## EXERCISE PROMPT
The entries are to be reproduced word for word, with all images left out.

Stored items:
——

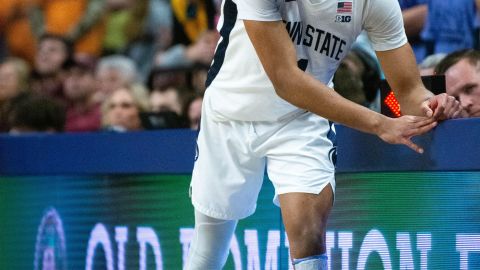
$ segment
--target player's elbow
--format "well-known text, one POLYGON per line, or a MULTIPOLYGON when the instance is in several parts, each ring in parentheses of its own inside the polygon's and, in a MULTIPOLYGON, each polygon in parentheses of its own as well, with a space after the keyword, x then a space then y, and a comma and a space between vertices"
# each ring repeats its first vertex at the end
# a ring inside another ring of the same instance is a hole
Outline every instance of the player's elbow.
POLYGON ((289 69, 277 69, 274 72, 269 74, 270 80, 272 81, 273 87, 277 95, 283 99, 288 100, 293 91, 295 78, 292 76, 294 73, 289 69))

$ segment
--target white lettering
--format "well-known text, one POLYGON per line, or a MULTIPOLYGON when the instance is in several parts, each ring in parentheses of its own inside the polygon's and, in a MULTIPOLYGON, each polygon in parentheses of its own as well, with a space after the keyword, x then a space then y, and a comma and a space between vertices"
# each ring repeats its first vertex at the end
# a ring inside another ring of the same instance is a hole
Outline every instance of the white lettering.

——

## RESULT OF THIS TASK
$ segment
--target player's elbow
--format "well-known text, one POLYGON per line, or a MULTIPOLYGON when the instance is in several parts, each ring in parentheses of its own inside the polygon's and, in a MULTIPOLYGON, each polygon in parentheses of its own as well, with a space after the keyword, x then a space then y, and a comma and a space between vertices"
# each ring repeats its first vertex at the end
# a ring inside another ring of the same instance is a hole
Outline every instance of the player's elbow.
POLYGON ((289 69, 277 69, 274 72, 269 74, 270 80, 272 81, 273 87, 277 95, 283 99, 288 100, 293 91, 295 78, 292 76, 294 73, 289 69))

$ segment
--target white lettering
--format "well-known text, one POLYGON per line, or a MULTIPOLYGON when the instance is in several parts, each ring in parentheses of its own inside the polygon's and, in a MULTIPOLYGON, each polygon in parentheses of its own as well, with a space after the keyword, x then a space then y, and a comma and a space between vertices"
# each ring repeats its first vertex at the end
# a ring inside another ring of the same instance is a hole
Outline every instance of the white lettering.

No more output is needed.